### EXERCISE INPUT
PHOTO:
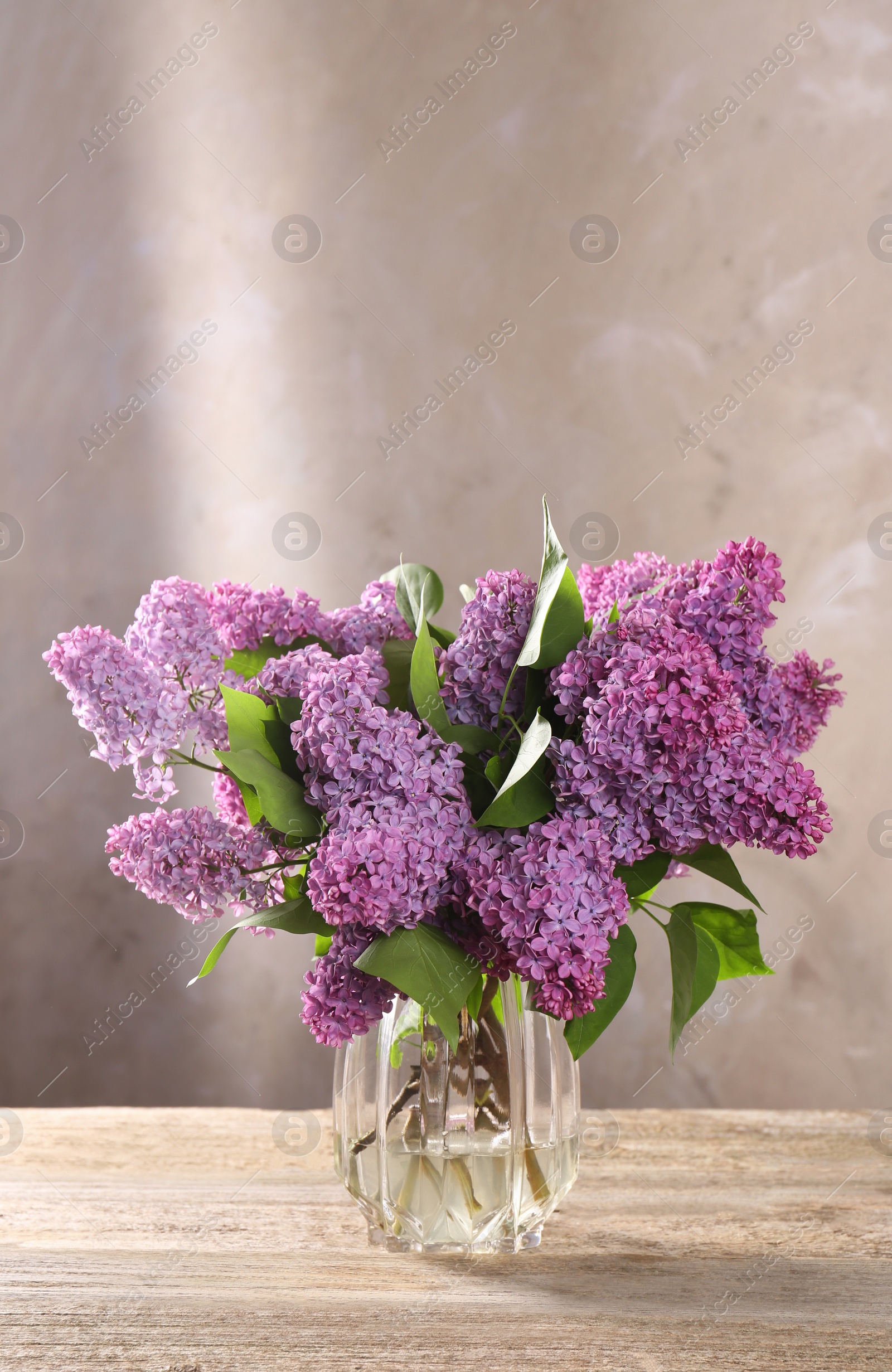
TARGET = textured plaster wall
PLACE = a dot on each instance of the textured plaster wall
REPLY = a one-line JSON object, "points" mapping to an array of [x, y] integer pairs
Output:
{"points": [[723, 251]]}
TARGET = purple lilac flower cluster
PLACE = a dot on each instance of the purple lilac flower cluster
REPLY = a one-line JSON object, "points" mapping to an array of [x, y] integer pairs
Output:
{"points": [[671, 728]]}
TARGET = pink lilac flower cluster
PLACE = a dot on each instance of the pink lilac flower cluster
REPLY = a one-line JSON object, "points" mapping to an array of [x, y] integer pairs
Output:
{"points": [[671, 728], [478, 665], [190, 859]]}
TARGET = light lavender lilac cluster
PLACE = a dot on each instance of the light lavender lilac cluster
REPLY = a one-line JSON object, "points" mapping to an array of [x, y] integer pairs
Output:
{"points": [[671, 726]]}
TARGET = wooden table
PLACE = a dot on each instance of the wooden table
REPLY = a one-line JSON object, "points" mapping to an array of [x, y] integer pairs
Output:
{"points": [[186, 1239]]}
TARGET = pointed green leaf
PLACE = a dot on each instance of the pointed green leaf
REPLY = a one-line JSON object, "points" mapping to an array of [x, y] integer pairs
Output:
{"points": [[706, 972], [582, 1032], [682, 942], [718, 864], [289, 709], [429, 968], [424, 678], [475, 996], [558, 617], [280, 796], [246, 716], [408, 581], [646, 874], [397, 653], [736, 938], [523, 796]]}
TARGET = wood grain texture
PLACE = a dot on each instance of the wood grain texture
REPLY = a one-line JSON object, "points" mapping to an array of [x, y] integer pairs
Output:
{"points": [[144, 1240]]}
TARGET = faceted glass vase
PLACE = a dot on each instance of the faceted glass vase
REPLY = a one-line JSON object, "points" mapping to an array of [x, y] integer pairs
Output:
{"points": [[464, 1152]]}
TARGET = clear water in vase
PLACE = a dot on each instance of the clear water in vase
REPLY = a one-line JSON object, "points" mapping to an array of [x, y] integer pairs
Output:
{"points": [[463, 1152]]}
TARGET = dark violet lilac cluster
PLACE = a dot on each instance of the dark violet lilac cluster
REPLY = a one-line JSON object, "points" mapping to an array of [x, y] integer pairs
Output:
{"points": [[670, 728]]}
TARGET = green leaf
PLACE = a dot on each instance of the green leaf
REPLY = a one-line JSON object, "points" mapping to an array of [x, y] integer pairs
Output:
{"points": [[408, 581], [682, 942], [423, 676], [246, 716], [429, 968], [213, 957], [249, 662], [718, 864], [475, 996], [289, 709], [558, 617], [523, 796], [251, 803], [397, 653], [294, 917], [736, 938], [441, 636], [582, 1032], [706, 972], [644, 876], [280, 796]]}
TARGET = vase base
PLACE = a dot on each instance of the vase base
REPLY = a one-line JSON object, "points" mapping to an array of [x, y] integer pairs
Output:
{"points": [[397, 1243]]}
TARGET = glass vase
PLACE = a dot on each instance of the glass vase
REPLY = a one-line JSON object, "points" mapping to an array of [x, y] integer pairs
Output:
{"points": [[463, 1152]]}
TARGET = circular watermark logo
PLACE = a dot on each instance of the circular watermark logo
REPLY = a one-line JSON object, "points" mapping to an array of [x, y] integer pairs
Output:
{"points": [[297, 1132], [11, 835], [880, 833], [599, 1132], [11, 239], [880, 237], [880, 1132], [595, 537], [11, 537], [595, 237], [297, 536], [297, 237], [11, 1132], [879, 536]]}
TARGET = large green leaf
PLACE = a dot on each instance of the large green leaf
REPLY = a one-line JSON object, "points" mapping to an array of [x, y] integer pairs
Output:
{"points": [[735, 935], [280, 796], [646, 874], [582, 1032], [682, 940], [246, 716], [427, 966], [523, 796], [718, 864], [423, 676], [408, 581], [558, 619], [294, 917], [397, 653], [706, 972]]}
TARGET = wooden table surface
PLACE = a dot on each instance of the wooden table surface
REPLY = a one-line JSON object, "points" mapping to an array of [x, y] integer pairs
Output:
{"points": [[186, 1239]]}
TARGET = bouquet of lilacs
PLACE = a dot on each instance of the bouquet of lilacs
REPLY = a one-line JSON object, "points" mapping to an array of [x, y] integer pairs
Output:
{"points": [[442, 808]]}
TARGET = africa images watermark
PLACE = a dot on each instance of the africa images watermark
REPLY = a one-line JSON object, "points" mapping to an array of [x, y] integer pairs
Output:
{"points": [[783, 352], [186, 951], [102, 433], [485, 353], [483, 57], [781, 57], [187, 55]]}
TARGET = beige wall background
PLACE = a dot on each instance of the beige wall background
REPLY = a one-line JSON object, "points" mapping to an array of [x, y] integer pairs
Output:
{"points": [[423, 254]]}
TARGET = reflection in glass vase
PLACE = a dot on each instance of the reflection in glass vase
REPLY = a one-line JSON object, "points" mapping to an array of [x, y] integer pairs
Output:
{"points": [[463, 1152]]}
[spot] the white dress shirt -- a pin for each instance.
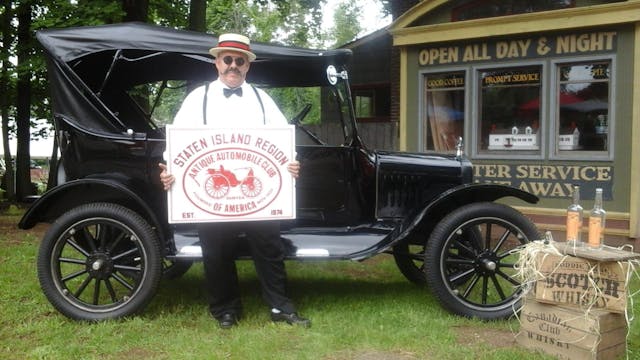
######
> TASK DESCRIPTION: Pick out and copy each line of the listing that contains the string "cluster". The match is case-sensitive.

> TASK RESULT:
TARGET = purple lilac flower cluster
PLACE = a dot on each instance of the purple lilac flower cluster
TARGET = pink lilac flower cluster
PLACE = a dot on each instance of the pink lilac flower cluster
TARGET = light lavender lilac cluster
PLACE = a dot on each instance of the light lavender lilac cluster
TARGET = dark violet lilac cluster
PLACE = a dot on each instance of the dark violet lilac cluster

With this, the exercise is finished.